[Object point labels]
★ ★ ★ ★

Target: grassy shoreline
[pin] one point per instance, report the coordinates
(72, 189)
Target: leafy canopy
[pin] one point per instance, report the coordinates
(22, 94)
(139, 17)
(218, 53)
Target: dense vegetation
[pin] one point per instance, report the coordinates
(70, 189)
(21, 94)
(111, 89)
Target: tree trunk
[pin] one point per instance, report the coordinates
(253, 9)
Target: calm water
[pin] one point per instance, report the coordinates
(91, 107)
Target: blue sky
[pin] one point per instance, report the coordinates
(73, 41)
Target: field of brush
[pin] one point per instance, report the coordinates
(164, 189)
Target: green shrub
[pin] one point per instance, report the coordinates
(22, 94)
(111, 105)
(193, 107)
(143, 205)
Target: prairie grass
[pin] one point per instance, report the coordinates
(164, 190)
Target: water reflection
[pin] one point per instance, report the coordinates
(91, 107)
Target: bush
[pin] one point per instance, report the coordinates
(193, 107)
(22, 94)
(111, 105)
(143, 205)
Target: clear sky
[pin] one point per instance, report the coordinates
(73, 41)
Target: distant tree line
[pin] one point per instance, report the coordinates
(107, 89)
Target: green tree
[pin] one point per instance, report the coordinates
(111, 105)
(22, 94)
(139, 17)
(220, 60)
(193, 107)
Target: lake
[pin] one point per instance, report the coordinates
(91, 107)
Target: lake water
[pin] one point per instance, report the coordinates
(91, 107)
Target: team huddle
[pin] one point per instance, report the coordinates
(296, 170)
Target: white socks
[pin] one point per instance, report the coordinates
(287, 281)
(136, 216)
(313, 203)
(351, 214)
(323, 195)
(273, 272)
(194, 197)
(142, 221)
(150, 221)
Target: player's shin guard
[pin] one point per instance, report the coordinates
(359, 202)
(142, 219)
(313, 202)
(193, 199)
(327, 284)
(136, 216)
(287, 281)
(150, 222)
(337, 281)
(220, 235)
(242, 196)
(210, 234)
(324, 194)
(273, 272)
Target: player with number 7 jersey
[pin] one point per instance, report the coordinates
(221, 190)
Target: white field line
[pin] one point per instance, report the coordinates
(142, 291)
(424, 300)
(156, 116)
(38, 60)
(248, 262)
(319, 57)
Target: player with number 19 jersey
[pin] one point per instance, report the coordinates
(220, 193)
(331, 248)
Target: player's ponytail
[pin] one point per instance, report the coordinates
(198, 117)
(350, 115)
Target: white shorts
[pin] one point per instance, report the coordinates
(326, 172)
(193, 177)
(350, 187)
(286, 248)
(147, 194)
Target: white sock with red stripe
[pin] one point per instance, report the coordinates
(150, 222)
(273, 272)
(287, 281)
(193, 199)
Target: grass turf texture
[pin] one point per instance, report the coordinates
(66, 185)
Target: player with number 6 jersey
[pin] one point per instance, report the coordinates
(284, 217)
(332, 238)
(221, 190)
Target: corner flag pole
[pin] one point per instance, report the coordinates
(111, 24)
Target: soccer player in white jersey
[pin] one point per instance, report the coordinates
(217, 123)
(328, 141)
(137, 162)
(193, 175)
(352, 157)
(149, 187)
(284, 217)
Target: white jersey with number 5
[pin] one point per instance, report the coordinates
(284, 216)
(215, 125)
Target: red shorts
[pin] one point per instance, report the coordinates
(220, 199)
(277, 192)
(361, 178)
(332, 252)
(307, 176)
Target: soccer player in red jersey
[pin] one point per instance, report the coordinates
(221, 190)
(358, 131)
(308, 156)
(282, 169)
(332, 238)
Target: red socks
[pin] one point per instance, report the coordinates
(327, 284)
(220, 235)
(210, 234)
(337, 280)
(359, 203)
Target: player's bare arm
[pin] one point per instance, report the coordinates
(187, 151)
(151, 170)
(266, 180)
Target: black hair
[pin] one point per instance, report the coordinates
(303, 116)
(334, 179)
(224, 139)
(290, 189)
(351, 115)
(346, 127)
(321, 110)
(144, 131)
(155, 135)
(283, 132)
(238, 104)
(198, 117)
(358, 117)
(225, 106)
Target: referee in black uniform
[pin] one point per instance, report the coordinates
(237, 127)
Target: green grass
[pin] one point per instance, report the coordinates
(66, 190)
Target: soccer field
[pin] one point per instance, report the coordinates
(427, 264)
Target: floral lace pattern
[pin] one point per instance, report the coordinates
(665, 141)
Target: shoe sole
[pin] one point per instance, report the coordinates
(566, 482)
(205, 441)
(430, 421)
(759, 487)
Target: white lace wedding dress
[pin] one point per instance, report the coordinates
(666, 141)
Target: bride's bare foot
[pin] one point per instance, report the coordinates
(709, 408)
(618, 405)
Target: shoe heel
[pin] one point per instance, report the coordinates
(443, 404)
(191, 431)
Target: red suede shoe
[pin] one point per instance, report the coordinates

★ ★ ★ ★

EXERCISE GOAL: Each line of the material must be restated exactly.

FINAL RESULT:
Target: grassy shoreline
[pin] one point per instance, report the coordinates
(72, 189)
Target: leafy canopy
[pin] one point per instance, report the coordinates
(22, 94)
(139, 17)
(218, 53)
Target: dense vegetation
[pin] one point per instance, report the coordinates
(70, 189)
(21, 94)
(111, 89)
Target: tree trunk
[pin] one point per instance, report the coordinates
(253, 9)
Target: calm water
[pin] one point per instance, report the coordinates
(91, 107)
Target: blue sky
[pin] one point per instance, report the coordinates
(73, 41)
Target: field of brush
[pin] one point per instance, report the coordinates
(164, 189)
Target: green shrub
[pin] one point per instance, report the coordinates
(22, 94)
(111, 105)
(193, 107)
(143, 205)
Target: prairie grass
[pin] one point per instance, report the coordinates
(164, 190)
Target: water reflection
[pin] one point per instance, report the coordinates
(91, 107)
Target: bush
[pin] one point per instance, report the coordinates
(193, 107)
(22, 94)
(111, 105)
(143, 205)
Target: clear sky
[pin] one point per instance, report the coordinates
(73, 41)
Target: distant tree line
[pin] one point per instance, report the coordinates
(107, 89)
Target: green tree
[pin] one point per instance, report the coordinates
(111, 105)
(22, 94)
(139, 17)
(220, 60)
(193, 107)
Target: lake
[pin] one point per instance, report the coordinates
(91, 107)
Target: lake water
[pin] one point per instance, report the coordinates
(91, 107)
Target: team huddle
[pin] one point per instance, report the coordinates
(296, 170)
Target: white socks
[pin] one point per instance, report the coordinates
(287, 281)
(136, 216)
(313, 203)
(351, 214)
(323, 195)
(273, 272)
(194, 197)
(142, 221)
(150, 221)
Target: player's shin guard
[pin] one point per instance, report the coordinates
(359, 202)
(142, 219)
(313, 202)
(193, 199)
(327, 284)
(136, 216)
(287, 281)
(150, 222)
(337, 281)
(220, 235)
(242, 196)
(210, 234)
(324, 194)
(273, 272)
Target: player with number 7 jersey
[pin] one point per instance, report the coordinates
(221, 190)
Target: white field line
[pin] one point per instance, report the coordinates
(142, 291)
(424, 300)
(156, 116)
(38, 60)
(248, 262)
(319, 57)
Target: player with number 19 jersey
[pin] one point per instance, report the coordinates
(220, 193)
(331, 248)
Target: player's ponytail
[pin] one point per instance, report the coordinates
(198, 117)
(350, 115)
Target: white shorts
[pin] one point per instance, report the coordinates
(326, 172)
(193, 177)
(350, 187)
(286, 248)
(147, 194)
Target: white sock with red stripe
[pin] one point per instance, report the coordinates
(150, 222)
(273, 272)
(287, 281)
(193, 199)
Target: grass turf texture
[pin] one point per instance, report the coordinates
(66, 185)
Target: player with number 6 jersey
[pin] one point per instance, report the coordinates
(284, 217)
(332, 238)
(221, 190)
Target: corner flag pole
[pin] one point per instance, report the coordinates
(111, 24)
Target: soccer player in white jersey
[pin] one point per instance, report the coordinates
(217, 123)
(328, 141)
(137, 162)
(193, 175)
(352, 157)
(149, 187)
(284, 217)
Target: white jersey with number 5
[pin] one point per instance, report the coordinates
(284, 216)
(215, 125)
Target: red shorts
[pin] one point per instance, report the coordinates
(220, 199)
(277, 192)
(361, 178)
(332, 252)
(307, 176)
Target: soccer player in red jersey
[pin] one point per instance, report the coordinates
(221, 190)
(358, 131)
(308, 156)
(282, 169)
(332, 238)
Target: red socks
[pin] one point per instance, report the coordinates
(327, 284)
(220, 235)
(210, 234)
(337, 280)
(359, 203)
Target: player's bare arm
[pin] one point per instance, report the coordinates
(187, 151)
(151, 170)
(266, 180)
Target: black hair
[pin] one point per instance, report the coordinates
(303, 116)
(334, 179)
(224, 139)
(290, 189)
(351, 115)
(346, 127)
(321, 110)
(144, 131)
(155, 135)
(283, 132)
(238, 104)
(198, 117)
(358, 117)
(225, 106)
Target: referee in black uniform
[pin] one point per instance, report the coordinates
(237, 127)
Target: green grass
[pin] one point per instance, report the coordinates
(66, 190)
Target: soccer field
[pin] one point per instance, report the coordinates
(427, 264)
Target: floral lace pattern
[pin] one point per instance, report the coordinates
(665, 141)
Target: shoe sole
[pin] one point per instance, report the coordinates
(566, 482)
(205, 441)
(430, 421)
(759, 487)
Target: white lace wedding dress
[pin] one point per instance, report the coordinates
(666, 141)
Target: bride's bare foot
[pin] one point per instance, report the coordinates
(709, 408)
(618, 405)
Target: shoe heel
[pin] one point per instance, report the coordinates
(443, 404)
(191, 431)
Target: red suede shoe
[pin] one point per instance, report the coordinates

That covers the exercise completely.